Stated problem.
Substitute "one point per item" for every "one marker per instance" in all the lines below and reproduce them with nothing else changed. Leave the pictures out of your answer.

Excerpts of location labeling lines.

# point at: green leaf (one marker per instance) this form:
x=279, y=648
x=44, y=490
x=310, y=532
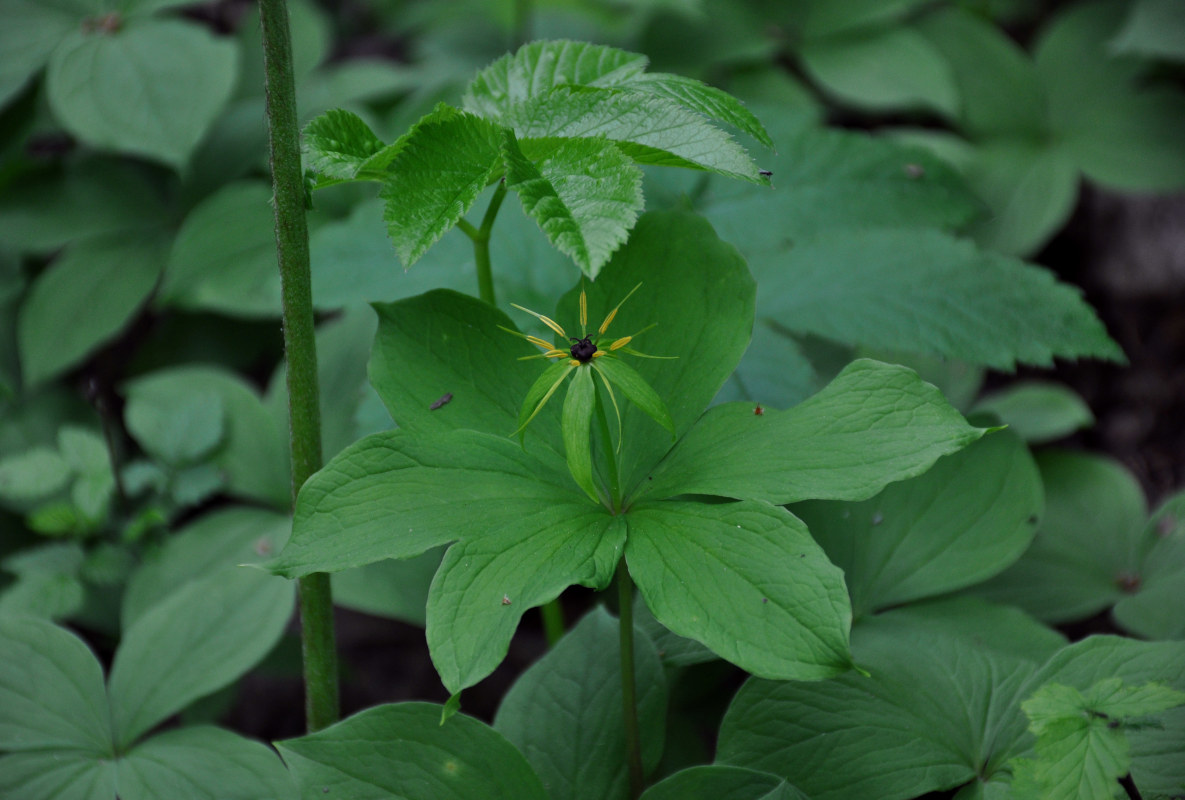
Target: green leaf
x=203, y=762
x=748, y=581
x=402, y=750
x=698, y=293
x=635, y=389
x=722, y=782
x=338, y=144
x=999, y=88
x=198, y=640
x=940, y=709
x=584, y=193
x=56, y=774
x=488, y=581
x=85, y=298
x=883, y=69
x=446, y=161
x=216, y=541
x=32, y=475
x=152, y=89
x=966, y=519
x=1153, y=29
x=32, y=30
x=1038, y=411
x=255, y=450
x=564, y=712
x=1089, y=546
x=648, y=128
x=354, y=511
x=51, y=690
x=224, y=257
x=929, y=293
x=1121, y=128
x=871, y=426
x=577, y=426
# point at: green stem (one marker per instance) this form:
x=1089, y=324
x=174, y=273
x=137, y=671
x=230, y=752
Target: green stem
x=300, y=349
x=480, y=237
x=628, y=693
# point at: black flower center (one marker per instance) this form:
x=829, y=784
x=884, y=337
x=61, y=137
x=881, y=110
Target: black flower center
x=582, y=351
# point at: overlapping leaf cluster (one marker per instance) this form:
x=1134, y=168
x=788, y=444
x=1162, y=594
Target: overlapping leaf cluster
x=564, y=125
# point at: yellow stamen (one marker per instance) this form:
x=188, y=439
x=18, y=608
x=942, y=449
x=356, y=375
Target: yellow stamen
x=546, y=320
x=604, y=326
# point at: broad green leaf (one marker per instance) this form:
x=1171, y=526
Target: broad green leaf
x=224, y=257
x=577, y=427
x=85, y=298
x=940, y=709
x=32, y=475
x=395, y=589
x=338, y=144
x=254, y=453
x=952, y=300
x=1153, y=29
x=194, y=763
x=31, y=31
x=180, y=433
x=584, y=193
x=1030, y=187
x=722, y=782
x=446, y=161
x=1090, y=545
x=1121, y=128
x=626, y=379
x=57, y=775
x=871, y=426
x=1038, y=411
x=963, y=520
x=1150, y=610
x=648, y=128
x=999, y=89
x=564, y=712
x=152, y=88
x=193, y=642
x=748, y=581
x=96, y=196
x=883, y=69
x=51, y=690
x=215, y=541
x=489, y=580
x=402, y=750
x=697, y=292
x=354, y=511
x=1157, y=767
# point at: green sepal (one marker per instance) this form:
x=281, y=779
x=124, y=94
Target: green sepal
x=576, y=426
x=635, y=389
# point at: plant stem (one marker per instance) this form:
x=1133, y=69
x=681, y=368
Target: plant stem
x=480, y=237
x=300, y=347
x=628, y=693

Solution.
# point at: green leaf (one point per item) this form:
x=279, y=648
x=44, y=490
x=310, y=532
Target: green leaf
x=203, y=762
x=748, y=581
x=402, y=750
x=698, y=293
x=635, y=389
x=722, y=782
x=338, y=144
x=999, y=88
x=198, y=640
x=940, y=709
x=584, y=193
x=56, y=774
x=488, y=581
x=85, y=298
x=883, y=69
x=446, y=161
x=216, y=541
x=32, y=475
x=152, y=89
x=966, y=519
x=1153, y=29
x=32, y=30
x=1038, y=411
x=255, y=450
x=564, y=712
x=1089, y=546
x=648, y=128
x=354, y=511
x=51, y=690
x=224, y=257
x=929, y=293
x=1121, y=128
x=871, y=426
x=577, y=426
# point at: green stem (one point per item) this form:
x=1089, y=324
x=174, y=273
x=137, y=671
x=230, y=752
Target: green stem
x=300, y=349
x=480, y=237
x=628, y=693
# point at: black flower center (one point per item) this form:
x=829, y=784
x=884, y=337
x=61, y=137
x=881, y=110
Target: black flower center
x=582, y=351
# point at: overlapping leaf cluster (one point per item) this form:
x=1134, y=168
x=788, y=444
x=1162, y=594
Target: overlapping leaf cluster
x=564, y=125
# point at: yellow stamen (one point per item) this form:
x=188, y=439
x=18, y=608
x=942, y=449
x=356, y=375
Target: yellow stamen
x=546, y=320
x=604, y=326
# point at: broad green leaf (one point per item) this form:
x=1171, y=526
Target: broad green leaf
x=224, y=257
x=577, y=427
x=85, y=298
x=940, y=709
x=32, y=475
x=395, y=589
x=338, y=144
x=254, y=453
x=952, y=300
x=1153, y=29
x=194, y=763
x=31, y=31
x=180, y=433
x=584, y=193
x=1030, y=187
x=722, y=782
x=446, y=161
x=1090, y=545
x=1121, y=128
x=626, y=379
x=57, y=775
x=871, y=426
x=1038, y=411
x=963, y=520
x=1150, y=610
x=648, y=128
x=999, y=89
x=564, y=712
x=152, y=88
x=193, y=642
x=748, y=581
x=96, y=196
x=883, y=69
x=51, y=690
x=215, y=541
x=489, y=580
x=402, y=750
x=697, y=292
x=354, y=511
x=1157, y=767
# point at: green sepal (one point per item) this form:
x=281, y=779
x=124, y=94
Target: green sepal
x=576, y=426
x=635, y=389
# point at: plant stem (one point per item) this form:
x=1133, y=69
x=681, y=368
Target: plant stem
x=480, y=237
x=300, y=347
x=628, y=693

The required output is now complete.